> **PROBLEM REQUIREMENTS**
Reproduce every one of the lines below verbatim, but leave the pictures out.

> **PROVIDED RECORDS**
____________________
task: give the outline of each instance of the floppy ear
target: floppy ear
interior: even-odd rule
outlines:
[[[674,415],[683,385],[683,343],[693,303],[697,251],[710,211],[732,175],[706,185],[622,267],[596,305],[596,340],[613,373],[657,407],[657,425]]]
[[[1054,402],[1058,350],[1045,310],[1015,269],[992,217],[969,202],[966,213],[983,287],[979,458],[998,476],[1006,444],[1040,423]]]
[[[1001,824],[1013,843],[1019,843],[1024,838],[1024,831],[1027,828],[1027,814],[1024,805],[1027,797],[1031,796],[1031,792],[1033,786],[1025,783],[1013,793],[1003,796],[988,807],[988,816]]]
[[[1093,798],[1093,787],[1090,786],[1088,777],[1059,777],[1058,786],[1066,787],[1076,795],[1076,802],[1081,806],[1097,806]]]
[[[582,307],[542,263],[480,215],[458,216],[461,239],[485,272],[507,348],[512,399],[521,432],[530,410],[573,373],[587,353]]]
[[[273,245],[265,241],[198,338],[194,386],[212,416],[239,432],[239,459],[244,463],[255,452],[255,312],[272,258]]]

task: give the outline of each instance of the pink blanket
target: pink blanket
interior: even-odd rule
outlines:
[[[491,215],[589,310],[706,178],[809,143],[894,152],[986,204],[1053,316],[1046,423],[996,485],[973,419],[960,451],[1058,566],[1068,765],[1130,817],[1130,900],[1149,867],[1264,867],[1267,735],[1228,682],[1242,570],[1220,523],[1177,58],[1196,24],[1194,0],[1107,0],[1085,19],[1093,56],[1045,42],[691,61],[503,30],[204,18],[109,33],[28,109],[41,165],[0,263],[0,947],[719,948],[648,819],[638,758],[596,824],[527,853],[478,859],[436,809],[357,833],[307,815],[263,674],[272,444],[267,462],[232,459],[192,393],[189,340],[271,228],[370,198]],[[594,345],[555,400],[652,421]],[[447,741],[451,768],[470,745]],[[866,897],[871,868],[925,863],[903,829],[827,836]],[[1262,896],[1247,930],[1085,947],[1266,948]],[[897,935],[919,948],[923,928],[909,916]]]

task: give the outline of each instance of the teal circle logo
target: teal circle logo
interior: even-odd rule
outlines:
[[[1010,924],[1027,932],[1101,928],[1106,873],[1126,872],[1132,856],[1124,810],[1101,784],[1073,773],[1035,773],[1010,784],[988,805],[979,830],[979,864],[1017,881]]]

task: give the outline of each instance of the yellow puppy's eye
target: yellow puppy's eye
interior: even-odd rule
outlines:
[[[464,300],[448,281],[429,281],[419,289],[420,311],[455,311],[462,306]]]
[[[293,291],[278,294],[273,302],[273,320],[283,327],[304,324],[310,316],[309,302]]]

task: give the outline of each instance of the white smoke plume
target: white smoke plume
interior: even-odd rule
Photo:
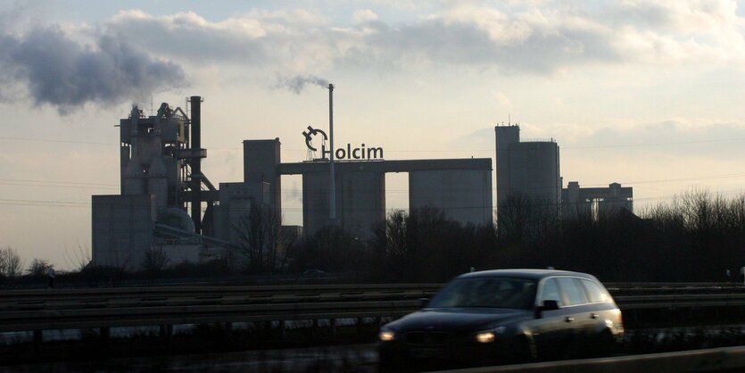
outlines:
[[[294,92],[295,95],[300,95],[305,90],[305,86],[319,86],[322,87],[328,87],[328,80],[319,78],[315,75],[295,75],[294,77],[277,76],[277,84],[275,88],[289,89]]]

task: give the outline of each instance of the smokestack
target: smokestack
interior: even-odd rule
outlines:
[[[336,178],[334,175],[334,85],[328,85],[328,132],[330,134],[331,153],[328,154],[328,163],[331,170],[329,170],[331,178],[330,186],[330,198],[328,203],[328,220],[331,225],[336,225]]]
[[[202,233],[202,97],[191,96],[192,220],[195,232]]]

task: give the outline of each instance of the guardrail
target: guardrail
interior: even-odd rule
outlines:
[[[458,373],[680,373],[745,371],[745,346],[451,370]]]
[[[0,332],[154,325],[398,318],[432,296],[437,284],[269,286],[167,286],[0,292]],[[613,293],[633,288],[698,288],[719,294],[616,295],[624,311],[745,305],[741,286],[712,284],[610,284]],[[642,291],[642,293],[647,290]],[[740,293],[734,293],[739,291]]]

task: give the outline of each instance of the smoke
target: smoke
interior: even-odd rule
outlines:
[[[328,87],[328,80],[315,75],[295,75],[294,77],[282,77],[277,75],[277,84],[274,87],[286,88],[294,92],[295,95],[300,95],[305,89],[306,85],[327,87]]]
[[[185,86],[182,68],[105,35],[81,45],[59,27],[0,35],[0,81],[24,87],[37,104],[68,114],[87,103],[117,104]],[[8,96],[12,88],[0,87]]]

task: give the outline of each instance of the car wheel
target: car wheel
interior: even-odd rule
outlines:
[[[524,364],[533,361],[534,356],[533,353],[533,344],[527,336],[519,336],[515,338],[515,343],[511,344],[509,349],[509,355],[507,362],[509,364]]]
[[[618,346],[613,334],[608,330],[602,331],[598,335],[596,343],[594,344],[595,356],[610,356],[617,352]]]

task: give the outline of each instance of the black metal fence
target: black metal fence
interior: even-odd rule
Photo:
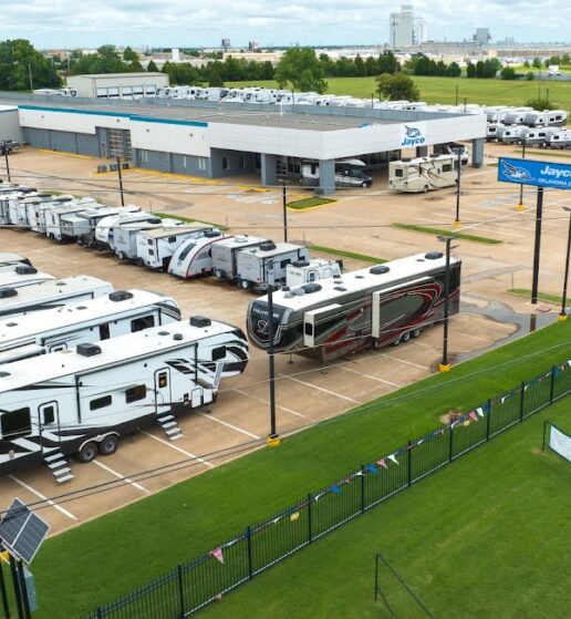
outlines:
[[[85,619],[180,619],[571,392],[571,360],[484,402]]]

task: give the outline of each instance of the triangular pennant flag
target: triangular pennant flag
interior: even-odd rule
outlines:
[[[214,550],[210,550],[210,555],[212,555],[215,559],[218,559],[221,564],[224,564],[224,555],[221,548],[215,548]]]

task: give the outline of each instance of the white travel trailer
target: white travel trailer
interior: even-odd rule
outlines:
[[[0,271],[0,289],[22,288],[41,281],[55,279],[52,275],[38,271],[29,265],[15,265]]]
[[[453,187],[458,178],[455,155],[403,158],[388,164],[388,187],[395,192],[425,193]]]
[[[174,415],[216,401],[220,380],[243,372],[240,329],[193,317],[141,333],[15,361],[0,373],[0,474],[45,463],[60,483],[66,457],[91,462],[120,437],[159,424],[172,440]]]
[[[124,226],[117,226],[114,231],[112,249],[120,260],[137,260],[138,244],[137,237],[144,230],[164,230],[166,228],[174,229],[184,223],[178,219],[168,219],[157,217],[157,221],[128,223]]]
[[[273,292],[276,352],[294,352],[322,362],[371,345],[417,338],[444,317],[446,258],[429,251],[384,265]],[[451,259],[449,316],[459,311],[460,260]],[[268,297],[250,302],[248,336],[269,345]]]
[[[220,230],[200,221],[185,221],[180,226],[141,230],[136,236],[137,265],[168,271],[170,259],[183,243]]]
[[[286,268],[286,286],[292,288],[293,286],[319,281],[320,279],[341,277],[342,272],[342,260],[313,258],[309,261],[292,262]]]
[[[0,318],[59,308],[113,292],[108,281],[89,275],[50,279],[23,288],[0,288]]]
[[[307,247],[291,243],[269,240],[247,247],[236,255],[236,282],[243,290],[286,283],[288,265],[309,259]]]
[[[258,247],[262,243],[268,243],[268,239],[247,235],[224,238],[212,243],[212,272],[216,279],[228,279],[236,282],[238,252],[247,247]]]
[[[168,264],[168,272],[184,279],[212,274],[212,244],[231,238],[218,230],[204,237],[185,240],[178,246]]]
[[[0,364],[81,343],[108,340],[180,320],[174,299],[146,290],[118,290],[0,320]]]

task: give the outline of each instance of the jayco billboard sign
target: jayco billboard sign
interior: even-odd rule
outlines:
[[[500,157],[498,180],[551,189],[571,189],[571,165]]]

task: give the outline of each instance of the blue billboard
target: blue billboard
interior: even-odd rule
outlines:
[[[500,157],[498,180],[551,189],[571,189],[571,165]]]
____________________
> **EXERCISE OUTPUT**
task: give the outline of each instance of the floppy ear
target: floppy ear
interior: even-odd rule
outlines:
[[[674,415],[683,385],[683,343],[693,303],[697,251],[710,211],[732,175],[706,185],[622,267],[596,305],[596,340],[613,373],[657,407],[657,425]]]
[[[1054,402],[1058,350],[1045,310],[1015,269],[992,217],[969,202],[966,213],[983,287],[979,458],[998,476],[1006,444],[1040,423]]]
[[[1001,824],[1013,843],[1019,843],[1024,838],[1024,831],[1027,828],[1027,814],[1024,805],[1027,797],[1031,796],[1031,792],[1033,786],[1025,783],[1013,793],[1003,796],[988,807],[988,816]]]
[[[1093,798],[1093,787],[1090,786],[1088,777],[1059,777],[1058,786],[1066,787],[1076,795],[1076,802],[1081,806],[1097,806]]]
[[[582,307],[542,263],[480,215],[458,216],[461,239],[485,272],[507,348],[512,399],[521,432],[530,410],[573,373],[587,353]]]
[[[273,245],[265,241],[198,338],[194,386],[212,416],[239,432],[239,459],[244,463],[255,452],[255,312],[272,258]]]

task: give the outline of each instance of the pink blanket
target: pink blanket
interior: even-odd rule
outlines:
[[[491,215],[589,310],[706,178],[809,143],[894,152],[986,204],[1053,316],[1046,423],[996,485],[973,419],[960,451],[1058,566],[1068,765],[1130,817],[1130,900],[1149,867],[1264,867],[1267,735],[1228,682],[1242,570],[1220,523],[1177,58],[1196,24],[1194,0],[1107,0],[1085,19],[1093,56],[1045,42],[691,61],[503,30],[204,18],[109,33],[28,109],[41,165],[0,263],[0,947],[719,948],[648,819],[638,758],[596,824],[527,853],[478,859],[436,809],[357,833],[307,815],[263,674],[272,444],[267,462],[232,459],[192,393],[189,340],[271,228],[370,198]],[[594,345],[555,400],[652,421]],[[447,741],[451,768],[470,745]],[[866,897],[871,868],[925,863],[903,829],[827,836]],[[1262,896],[1247,930],[1085,947],[1266,948]],[[897,935],[919,948],[923,928],[909,916]]]

task: give the outline of each instance of the teal circle logo
target: teal circle logo
interior: even-odd rule
outlines:
[[[1010,924],[1027,932],[1101,928],[1106,873],[1126,872],[1132,856],[1124,810],[1101,784],[1073,773],[1035,773],[1010,784],[988,805],[979,830],[979,864],[1017,881]]]

task: give the outline of each instance of the yellow puppy's eye
target: yellow puppy's eye
interior: even-odd rule
outlines:
[[[464,300],[448,281],[429,281],[419,289],[420,311],[455,311],[462,306]]]
[[[293,291],[278,294],[273,302],[273,320],[283,327],[304,324],[310,316],[309,302]]]

task: give the outline of each instance of the white smoke plume
target: white smoke plume
interior: even-odd rule
Photo:
outlines:
[[[294,92],[295,95],[300,95],[305,90],[305,86],[319,86],[322,87],[328,87],[328,80],[319,78],[315,75],[295,75],[294,77],[277,76],[277,84],[275,88],[289,89]]]

task: give the outline of each instance of the smokestack
target: smokestack
interior: even-odd rule
outlines:
[[[336,178],[334,175],[334,85],[328,85],[328,132],[330,134],[331,153],[328,154],[328,163],[331,170],[329,170],[331,178],[330,186],[330,198],[328,203],[328,220],[331,225],[336,225]]]
[[[202,233],[202,97],[191,96],[192,220],[195,232]]]

task: give the outline of each instance of the guardrail
target: guardrail
interior: even-odd rule
outlines:
[[[458,373],[680,373],[745,371],[745,346],[451,370]]]
[[[0,332],[154,325],[398,318],[432,296],[437,284],[269,286],[167,286],[0,292]],[[613,293],[633,288],[698,288],[719,294],[616,295],[624,311],[745,305],[741,286],[712,284],[610,284]],[[642,291],[642,293],[647,290]],[[740,293],[734,293],[739,291]]]

task: give the outline of each instance of the smoke
target: smoke
interior: even-odd rule
outlines:
[[[328,87],[328,80],[315,75],[295,75],[294,77],[282,77],[277,75],[277,84],[274,87],[286,88],[294,92],[295,95],[300,95],[305,89],[306,85],[327,87]]]
[[[185,86],[182,68],[105,35],[81,45],[59,27],[0,35],[0,81],[24,87],[37,104],[68,114],[87,103],[117,104]],[[8,96],[12,88],[0,87]]]

task: give the outline of each instance of the car wheel
target: car wheel
interior: even-odd rule
outlines:
[[[524,364],[533,361],[534,356],[533,353],[533,344],[527,336],[519,336],[515,338],[515,343],[511,344],[509,349],[509,355],[507,362],[509,364]]]
[[[618,346],[613,334],[608,330],[602,331],[598,335],[596,343],[594,344],[595,356],[610,356],[617,352]]]

task: give the outline of each instance of the black metal fence
target: black metal fence
interior: even-odd rule
Photo:
outlines:
[[[85,619],[180,619],[571,392],[571,360],[484,402]]]

task: give the outline of each instance of the triangular pennant flag
target: triangular pennant flag
interior: even-odd rule
outlines:
[[[214,550],[210,550],[210,555],[212,555],[215,559],[218,559],[221,564],[224,564],[224,555],[221,548],[215,548]]]

task: give the outline of each instance of the white travel trailer
target: white travel trailer
interior: even-odd rule
outlines:
[[[0,271],[0,289],[22,288],[41,281],[55,279],[52,275],[38,271],[29,265],[15,265]]]
[[[453,187],[458,178],[455,155],[403,158],[388,164],[388,187],[395,192],[425,193]]]
[[[174,415],[216,401],[220,380],[243,372],[240,329],[193,317],[141,333],[15,361],[0,373],[0,474],[45,463],[60,483],[66,457],[91,462],[120,437],[159,424],[172,440]]]
[[[124,226],[117,226],[114,231],[112,249],[120,260],[137,260],[138,244],[137,237],[144,230],[164,230],[166,228],[174,229],[184,223],[178,219],[168,219],[157,217],[157,221],[128,223]]]
[[[273,292],[276,352],[294,352],[322,362],[371,345],[417,338],[444,317],[446,258],[429,251],[384,265]],[[451,259],[449,316],[459,311],[460,260]],[[268,297],[250,302],[248,336],[269,345]]]
[[[220,230],[200,221],[185,221],[180,226],[141,230],[136,236],[137,265],[168,271],[170,259],[183,243]]]
[[[286,268],[286,286],[292,288],[293,286],[319,281],[320,279],[341,277],[342,272],[342,260],[313,258],[309,261],[292,262]]]
[[[0,318],[59,308],[113,292],[108,281],[89,275],[50,279],[23,288],[0,288]]]
[[[307,247],[291,243],[269,240],[247,247],[236,255],[236,282],[243,290],[286,283],[288,265],[309,259]]]
[[[258,247],[262,243],[268,243],[268,239],[247,235],[224,238],[212,243],[212,272],[216,279],[228,279],[236,282],[238,252],[247,247]]]
[[[168,264],[168,272],[184,279],[212,274],[212,244],[231,238],[218,230],[204,237],[185,240],[178,246]]]
[[[0,364],[81,343],[108,340],[180,320],[174,299],[146,290],[118,290],[0,320]]]

task: give the outline of each instance of the jayco billboard sign
target: jayco billboard sign
interior: even-odd rule
outlines:
[[[500,157],[498,180],[551,189],[571,189],[571,165]]]

task: give the outline of each instance of the blue billboard
target: blue billboard
interior: even-odd rule
outlines:
[[[500,157],[498,180],[551,189],[571,189],[571,165]]]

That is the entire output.